*TEXT PROVIDED*:
* * * *
Although defendants also assert that they are likely to succeed on appeal because they are not violating the law, the Court has already found that defendants "openly and notoriously violate the law." Id. at 16. Defendants claim that the Court erred in its interpretation of "causing" with respect to the FDCA. Def. Motion to Stay, Dkt. # 30, at 6. Even if the Court were to utilize defendants' latest definition of "causing," as supplied by Black's Law Dictionary, the Court still finds defendants are agents that bring about the illegal importation of drugs. See Findings of Fact and Conclusions of Law, Dkt. # 28, at 4, 16. Therefore, with respect to violation of the law, the court finds that there is not a substantial likelihood defendants will succeed on appeal.
* * * *
*MATERIAL PROVIDED*:

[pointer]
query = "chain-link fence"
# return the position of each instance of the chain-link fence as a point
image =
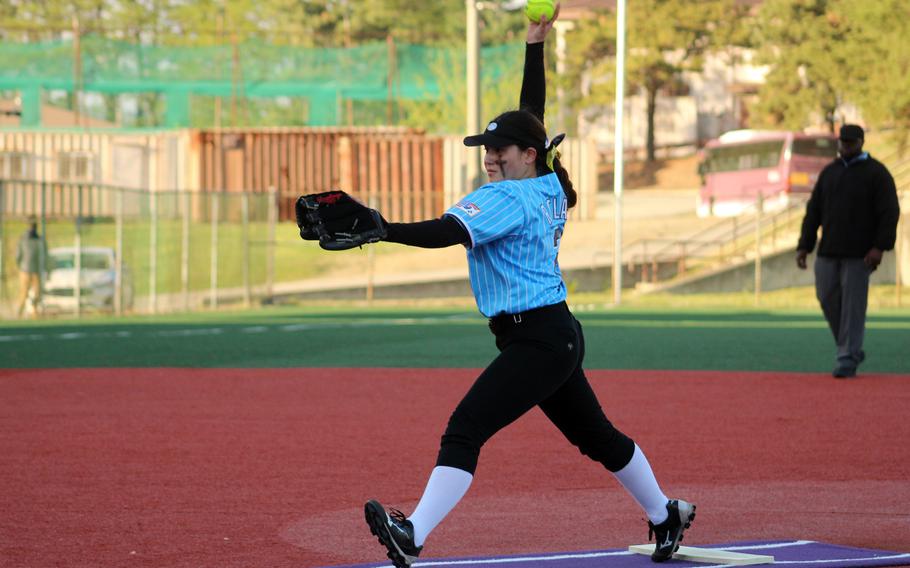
* * * *
*WHAT YOU ARE ASKED TO DO*: Transcribe the passage from the court text on the motion to stay, starting at "Although defendants also" and ending at "succeed on appeal.".

*RESPONSE BELOW*:
Although defendants also assert that they are likely to succeed on appeal because they are not violating the law, the Court has already found that defendants "openly and notoriously violate the law." Id. at 16. Defendants claim that the Court erred in its interpretation of "causing" with respect to the FDCA. Def. Motion to Stay, Dkt. # 30, at 6. Even if the Court were to utilize defendants' latest definition of "causing," as supplied by Black's Law Dictionary, the Court still finds defendants are agents that bring about the illegal importation of drugs. See Findings of Fact and Conclusions of Law, Dkt. # 28, at 4, 16. Therefore, with respect to violation of the law, the court finds that there is not a substantial likelihood defendants will succeed on appeal.